TÂCHE COURTE 1 ▸ Selon le texte sur la tartine, pourquoi son poids n'est-il pas uniformément réparti ?
TÂCHE COURTE 2 ▸ Dans le texte sur la tartine, remplace « table basse » par « table de jardin » et redonne le passage compris entre « Il suffirait que » et « mesdames et messieurs. », bornes incluses.

TEXTE PROPOSÉ ▸
------------------------------------------------
Nous savons tous, nous l’avons vu : la tartine tombe toujours du côté du beurre — ou de la confiture ou de la pâte à tartiner à l’huile de palme qui tue les orangs-outangs. La tartine, toujours, tombe du mauvais côté. Par quel mystérieux hasard la tartine sait-elle comment elle doit s’y prendre pour gâcher notre petit déjeuner ? Eh bien désormais cette grande question est résolue. La tartine qui tombe de la table de la cuisine est attirée par le sol selon un certain vecteur d’accélération, elle bascule dans le « vide » avec un mouvement angulaire initial. Son poids n’est pas uniformément réparti, la densité du beurre ou de la confiture dépassant celle de la mie de pain. La taille de la tartine est corrélée à la taille de l’humain qui prend son petit déjeuner. Mais c’est également le cas de la table. Le rapport entre la longueur de la tartine et la hauteur depuis laquelle elle chute n’est pas dû… au hasard. La taille de l’humain est par ailleurs liée à la force d’attraction qui précipite la tartine vers son destin.
Il suffirait que nous tartinions moins, ou bien sur du pain plus dense, des tartines beaucoup plus longue ou au contraire bien plus courtes, en déjeunant sur une table basse, pour que les drames cessent. Cette solution nous est offerte par la puissance explicative de la science, mesdames et messieurs.
------------------------------------------------
DONNÉES FOURNIES ▸
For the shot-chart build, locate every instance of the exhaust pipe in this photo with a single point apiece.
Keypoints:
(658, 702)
------------------------------------------------
RÉPONSE ATTENDUE 1 ▸ Parce que la densité du beurre ou de la confiture dépasse celle de la mie de pain.

RÉPONSE ATTENDUE 2 ▸
Il suffirait que nous tartinions moins, ou bien sur du pain plus dense, des tartines beaucoup plus longue ou au contraire bien plus courtes, en déjeunant sur une table de jardin, pour que les drames cessent. Cette solution nous est offerte par la puissance explicative de la science, mesdames et messieurs.